### TESTO FORNITO
«Ho ancora tanto da fare, vado avanti». L’avvocato Roberto d’Ippolito nonostante la malattia avesse minato il suo fisico non si dava per vinto. «Bisogna sempre andare avanti, ti pare?», ripeteva con quel sorriso che non ha mai perso chiudendo la frase sempre con quel punto interrogativo che era il punto di partenza per conversazioni che potevano andare avanti per ore. Se n’è andato ieri (11 marzo) a 67 anni. Ha vissuto sempre a Firenze, era nato a Volterra (Pisa) ma era calabrese di origine e aveva un forte legame con quella terra. «Ho un grande desiderio di vedere il mare, farei l’autostop per farmi portare laggiù», uno degli ultimi desideri espressi.
Da sempre impegnato come parte civile nei procedimenti contro la criminalità organizzata, aveva assistito la Fondazione Caponnetto nei processi per mafia, era stato parte civile in quello per la strage di via dei Georgofili e per la morte di Lea Garofalo, uccisa dalla ‘ndrangheta. La storia della testimone di giustizia di Petilia Policastro, in provincia di Crotone, sciolta nell’acido nel novembre 2019, se l’era presa a cuore. Si era battuto fino alla fine perché venisse riconosciuta l’aggravante mafiosa e non fosse semplicemente un delitto passionale. È stato anche parte civile nel processo sulle stragi naziste di Vallucciolle.
Dal 1980, per dieci anni, è stato consigliere comunale di Scandicci della Dc e poi coordinatore regionale del Movimento della Rete, nata dopo l’esperienza della Primavera di Palermo di Leoluca Orlando. Nel 2020 aveva fondato l’associazione «Politica Ora!» per dare un contributo al riutilizzo dei beni confiscati alla mafia.

### AZIONE RICHIESTA
Trascrivi per intero, senza alcuna modifica, il testo sull'avvocato Roberto d'Ippolito.

(Voci di dati estratti)
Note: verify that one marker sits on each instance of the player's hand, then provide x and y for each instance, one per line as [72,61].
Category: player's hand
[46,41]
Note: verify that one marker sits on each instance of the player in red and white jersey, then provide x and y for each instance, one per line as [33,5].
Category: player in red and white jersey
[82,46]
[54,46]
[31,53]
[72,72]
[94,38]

### SPAZIO RISPOSTA
«Ho ancora tanto da fare, vado avanti». L’avvocato Roberto d’Ippolito nonostante la malattia avesse minato il suo fisico non si dava per vinto. «Bisogna sempre andare avanti, ti pare?», ripeteva con quel sorriso che non ha mai perso chiudendo la frase sempre con quel punto interrogativo che era il punto di partenza per conversazioni che potevano andare avanti per ore. Se n’è andato ieri (11 marzo) a 67 anni. Ha vissuto sempre a Firenze, era nato a Volterra (Pisa) ma era calabrese di origine e aveva un forte legame con quella terra. «Ho un grande desiderio di vedere il mare, farei l’autostop per farmi portare laggiù», uno degli ultimi desideri espressi.
Da sempre impegnato come parte civile nei procedimenti contro la criminalità organizzata, aveva assistito la Fondazione Caponnetto nei processi per mafia, era stato parte civile in quello per la strage di via dei Georgofili e per la morte di Lea Garofalo, uccisa dalla ‘ndrangheta. La storia della testimone di giustizia di Petilia Policastro, in provincia di Crotone, sciolta nell’acido nel novembre 2019, se l’era presa a cuore. Si era battuto fino alla fine perché venisse riconosciuta l’aggravante mafiosa e non fosse semplicemente un delitto passionale. È stato anche parte civile nel processo sulle stragi naziste di Vallucciolle.
Dal 1980, per dieci anni, è stato consigliere comunale di Scandicci della Dc e poi coordinatore regionale del Movimento della Rete, nata dopo l’esperienza della Primavera di Palermo di Leoluca Orlando. Nel 2020 aveva fondato l’associazione «Politica Ora!» per dare un contributo al riutilizzo dei beni confiscati alla mafia.